Records for the task >>
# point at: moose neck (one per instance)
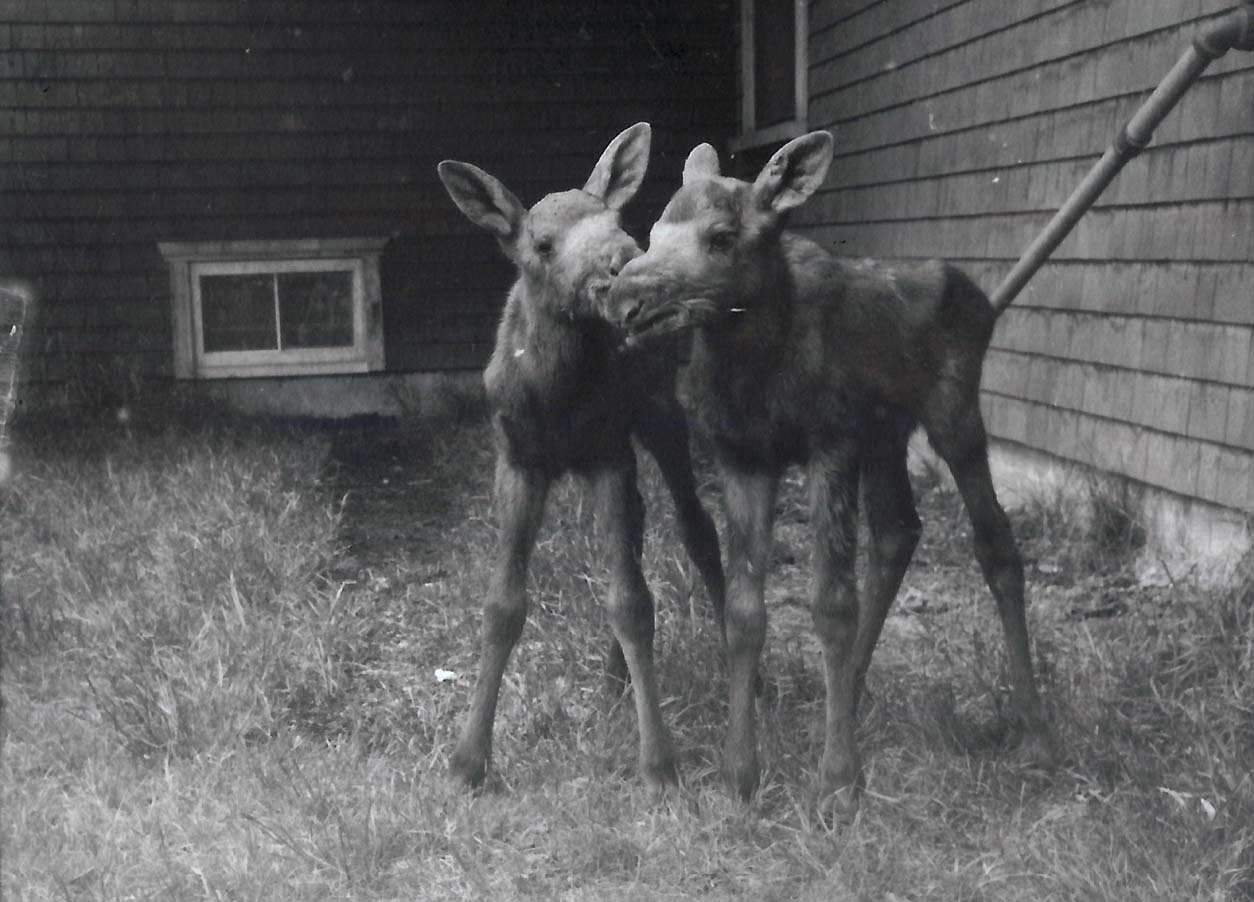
(756, 338)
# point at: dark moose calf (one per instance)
(566, 399)
(801, 358)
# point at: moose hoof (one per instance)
(741, 775)
(839, 806)
(469, 769)
(1038, 749)
(840, 787)
(660, 778)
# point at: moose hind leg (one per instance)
(1002, 565)
(894, 533)
(834, 499)
(631, 615)
(749, 498)
(521, 507)
(666, 438)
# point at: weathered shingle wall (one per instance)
(129, 122)
(962, 126)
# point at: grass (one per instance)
(218, 681)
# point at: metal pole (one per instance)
(1233, 30)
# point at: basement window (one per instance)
(276, 307)
(774, 90)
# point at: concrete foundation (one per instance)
(1185, 537)
(386, 394)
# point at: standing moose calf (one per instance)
(801, 358)
(564, 399)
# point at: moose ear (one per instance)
(794, 172)
(701, 163)
(621, 168)
(483, 198)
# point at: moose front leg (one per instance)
(631, 615)
(519, 499)
(749, 498)
(834, 499)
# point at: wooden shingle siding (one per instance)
(129, 122)
(962, 124)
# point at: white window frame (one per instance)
(750, 134)
(192, 260)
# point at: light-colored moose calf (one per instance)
(566, 399)
(801, 358)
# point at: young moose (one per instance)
(566, 399)
(801, 358)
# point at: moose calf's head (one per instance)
(569, 246)
(711, 254)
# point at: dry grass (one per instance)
(208, 695)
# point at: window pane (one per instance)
(316, 309)
(237, 313)
(774, 63)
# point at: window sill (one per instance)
(773, 134)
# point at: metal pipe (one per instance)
(1235, 29)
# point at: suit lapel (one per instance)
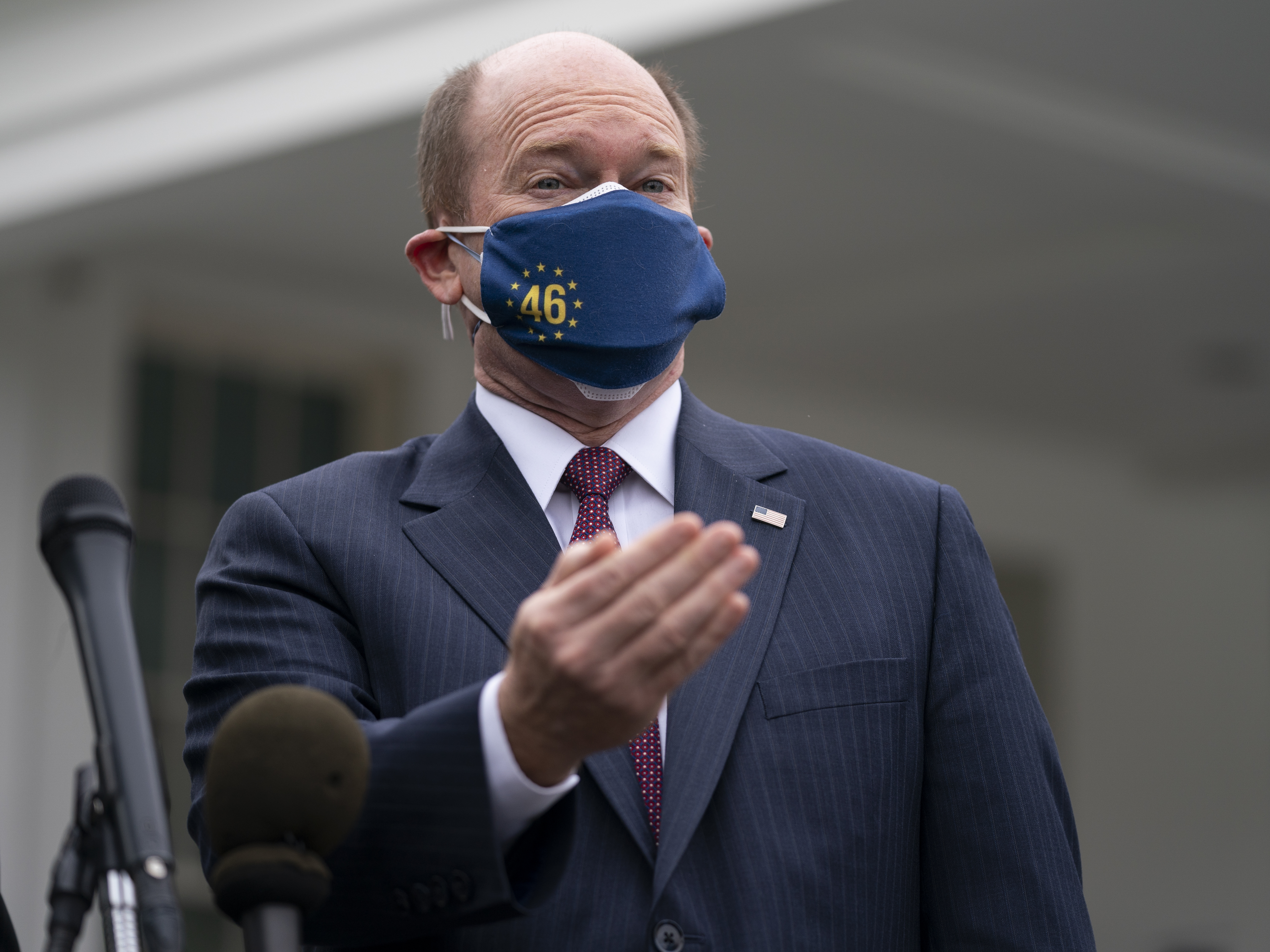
(488, 536)
(718, 464)
(489, 540)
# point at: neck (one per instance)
(592, 423)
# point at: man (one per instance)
(851, 754)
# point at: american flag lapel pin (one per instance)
(770, 516)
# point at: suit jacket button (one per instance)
(440, 893)
(667, 936)
(460, 885)
(421, 898)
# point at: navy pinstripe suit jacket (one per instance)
(864, 766)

Work request >>
Reproduce the final stretch of lines exactly: the line containing "# point at: concrete" through the last line of the data, both included. Pictures do not belong in the copy.

Response box >>
# point at: concrete foundation (one per instance)
(1185, 537)
(386, 394)
# point at: standing moose calf (one per instance)
(801, 358)
(564, 399)
# point at: moose ear (one per instance)
(794, 172)
(701, 163)
(621, 168)
(483, 198)
# point at: moose front leg (one per instance)
(631, 615)
(519, 499)
(749, 498)
(834, 499)
# point at: wooden shingle siding (one per instance)
(129, 122)
(962, 124)
# point at: white window frame (one per instance)
(750, 134)
(192, 260)
# point at: light-colored moose calf (one per instance)
(566, 399)
(801, 358)
# point at: young moose (one per instance)
(566, 399)
(801, 358)
# point at: moose calf's head (one per instance)
(569, 246)
(711, 254)
# point at: dry grass (one per instance)
(208, 695)
# point at: window pane (one per instance)
(316, 309)
(237, 313)
(774, 63)
# point at: window sill (one per instance)
(773, 134)
# point at: metal pipe (one per instance)
(1235, 29)
# point at: suit lapel (one per instance)
(488, 536)
(718, 464)
(489, 540)
# point at: neck (one per instance)
(592, 423)
# point at: man (one per instance)
(851, 754)
# point at: american flag lapel pin (one per instance)
(770, 516)
# point at: suit jacket button (one per instance)
(440, 893)
(667, 936)
(460, 885)
(421, 898)
# point at: navy pinstripe suit jacket (one per instance)
(864, 766)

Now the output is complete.